*Instructions to follow*:
Images are not part of the copy; write out the rest of the data exactly as given.
(Available records Opens)
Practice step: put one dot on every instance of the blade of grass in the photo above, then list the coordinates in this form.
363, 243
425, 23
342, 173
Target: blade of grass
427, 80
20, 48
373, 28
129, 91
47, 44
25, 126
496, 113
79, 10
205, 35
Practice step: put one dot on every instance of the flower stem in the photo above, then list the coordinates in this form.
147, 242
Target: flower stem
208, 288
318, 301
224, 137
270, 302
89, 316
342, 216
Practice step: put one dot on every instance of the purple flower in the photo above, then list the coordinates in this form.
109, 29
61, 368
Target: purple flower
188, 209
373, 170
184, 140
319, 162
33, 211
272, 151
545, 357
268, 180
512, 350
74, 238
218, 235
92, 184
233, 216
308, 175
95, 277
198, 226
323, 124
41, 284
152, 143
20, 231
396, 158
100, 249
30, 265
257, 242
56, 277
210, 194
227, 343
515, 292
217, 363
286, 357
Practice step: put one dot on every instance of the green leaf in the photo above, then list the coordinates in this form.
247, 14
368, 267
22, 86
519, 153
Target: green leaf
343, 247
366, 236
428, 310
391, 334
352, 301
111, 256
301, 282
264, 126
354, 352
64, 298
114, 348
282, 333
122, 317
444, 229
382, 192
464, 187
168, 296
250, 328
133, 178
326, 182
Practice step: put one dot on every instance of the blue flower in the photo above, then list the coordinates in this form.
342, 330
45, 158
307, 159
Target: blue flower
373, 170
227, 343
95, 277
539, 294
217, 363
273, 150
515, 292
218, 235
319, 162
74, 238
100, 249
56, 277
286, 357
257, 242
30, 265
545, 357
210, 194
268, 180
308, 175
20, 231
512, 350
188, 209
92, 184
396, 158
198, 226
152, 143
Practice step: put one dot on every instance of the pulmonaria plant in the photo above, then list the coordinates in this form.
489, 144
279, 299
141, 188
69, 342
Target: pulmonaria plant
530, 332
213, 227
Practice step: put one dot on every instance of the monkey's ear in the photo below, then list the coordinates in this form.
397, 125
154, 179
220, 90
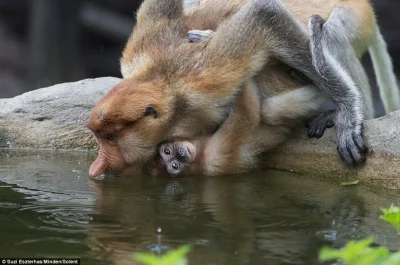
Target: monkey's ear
150, 110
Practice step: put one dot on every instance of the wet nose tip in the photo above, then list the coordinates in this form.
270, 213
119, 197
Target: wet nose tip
97, 168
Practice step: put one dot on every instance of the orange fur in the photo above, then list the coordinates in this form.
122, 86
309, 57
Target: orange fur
191, 85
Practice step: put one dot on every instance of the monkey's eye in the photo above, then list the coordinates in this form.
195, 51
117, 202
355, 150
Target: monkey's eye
111, 137
175, 166
181, 153
167, 150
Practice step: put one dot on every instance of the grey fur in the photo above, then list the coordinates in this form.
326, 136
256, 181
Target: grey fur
347, 92
287, 40
199, 35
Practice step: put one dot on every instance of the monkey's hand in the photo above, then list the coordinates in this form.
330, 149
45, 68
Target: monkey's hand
199, 35
319, 123
351, 146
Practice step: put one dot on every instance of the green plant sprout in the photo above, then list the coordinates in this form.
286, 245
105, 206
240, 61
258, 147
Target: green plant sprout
361, 252
392, 215
173, 257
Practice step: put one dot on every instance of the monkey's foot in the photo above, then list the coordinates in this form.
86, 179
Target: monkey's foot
351, 145
199, 35
319, 123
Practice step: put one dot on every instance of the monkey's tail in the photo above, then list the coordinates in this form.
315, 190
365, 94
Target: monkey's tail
384, 73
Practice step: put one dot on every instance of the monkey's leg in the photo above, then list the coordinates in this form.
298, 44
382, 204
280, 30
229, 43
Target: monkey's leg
(Available records Closes)
*Solution to the problem*:
Practice step: put one dot on every instance of the blade of grass in the photo above, then list the coordinates in this form.
363, 243
425, 23
342, 173
Target: blade of grass
427, 80
20, 48
373, 28
129, 91
47, 44
25, 126
496, 113
79, 10
205, 35
Practice step: put one dot on every instance of the flower stem in the photo above, then list the coordinates in this form.
147, 242
Target: flower stem
208, 288
318, 301
224, 137
270, 302
89, 316
342, 216
Practice step: put one dot on every instance of the purple flower in the photo above, then list the coordinates in this form.
109, 29
61, 368
Target: purple flower
188, 209
373, 170
184, 140
319, 162
33, 211
272, 151
545, 357
268, 180
512, 350
74, 238
218, 235
92, 184
233, 216
308, 175
95, 277
198, 226
323, 124
41, 284
152, 143
20, 231
396, 158
100, 249
30, 265
257, 242
56, 277
210, 194
227, 343
515, 292
217, 363
286, 357
Practice step: put one dot on every instance of the green leaf in the photo above, then list the coordinates in this form.
247, 14
368, 267
22, 86
519, 153
Target: green leaf
343, 247
366, 236
428, 310
391, 334
352, 301
111, 256
301, 282
264, 126
354, 352
64, 298
114, 348
282, 333
122, 317
444, 229
382, 192
464, 187
168, 296
250, 328
133, 178
326, 182
Practice step: put one dot on every instance of the blue flower in the photo above, then list the coordinates in this form.
342, 330
45, 158
307, 159
Target: blue flower
373, 170
227, 343
95, 277
539, 294
217, 363
273, 150
515, 292
218, 235
319, 162
74, 238
100, 249
56, 277
286, 357
257, 242
30, 265
545, 357
210, 194
268, 180
308, 175
20, 231
512, 350
188, 209
92, 184
396, 158
198, 226
152, 143
Practice step: put one dot on every instance of the pulmonaria plant in the photo above, then list the coordinates in this form.
489, 144
279, 299
141, 188
69, 342
Target: pulmonaria plant
530, 332
213, 227
Practice step: put one dot on every instance of the monkey's ear in the photo below, then list the coordinates in this form.
397, 125
154, 179
220, 90
Target: monkey's ear
150, 110
Practice step: put one dot on every instance of the wet nose tip in the photo above, then list the coordinates in this form.
270, 213
119, 197
Target: wet nose tip
97, 168
Practice step: put one dot on every instance of the orange fur in the photo above, then list the coordinates in this form.
122, 86
309, 57
Target: orange fur
191, 85
Practice step: put one dot on every instance of the monkey's eye in the photo above, then list the coordinates in this form.
195, 51
117, 202
355, 150
Target: monkey's eye
111, 137
175, 166
181, 153
167, 150
Practice step: put one dot on every instance of the grey fur in the photo above, then list the coordinates in this form.
326, 136
256, 181
Target: grey fur
347, 92
287, 40
199, 35
Practice step: put one dot on every instance of the monkey's hand in the photo above, then list the coordinates in this form.
330, 149
45, 68
Target: monkey's hand
199, 35
319, 123
351, 146
Practice step: put one dot on every instance of the green plant sprout in the photo above, then list the coordinates in this form.
286, 245
105, 206
240, 61
258, 147
Target: green plant sprout
361, 252
392, 215
173, 257
Practice step: put one dot on every instance of the monkey's foot in the photo above, then list the coordinates in this form.
86, 179
Target: monkey's foot
351, 145
199, 35
319, 123
Practice step: put one dot on every instance of the monkey's tail in the photo above, then list the coordinates in this form.
315, 190
365, 94
Target: monkey's tail
384, 73
Practice step: put one dot on every instance of the monkey's leg in the photo above, then list the coordinates in this form.
298, 44
382, 204
280, 30
229, 43
Target: monkey's leg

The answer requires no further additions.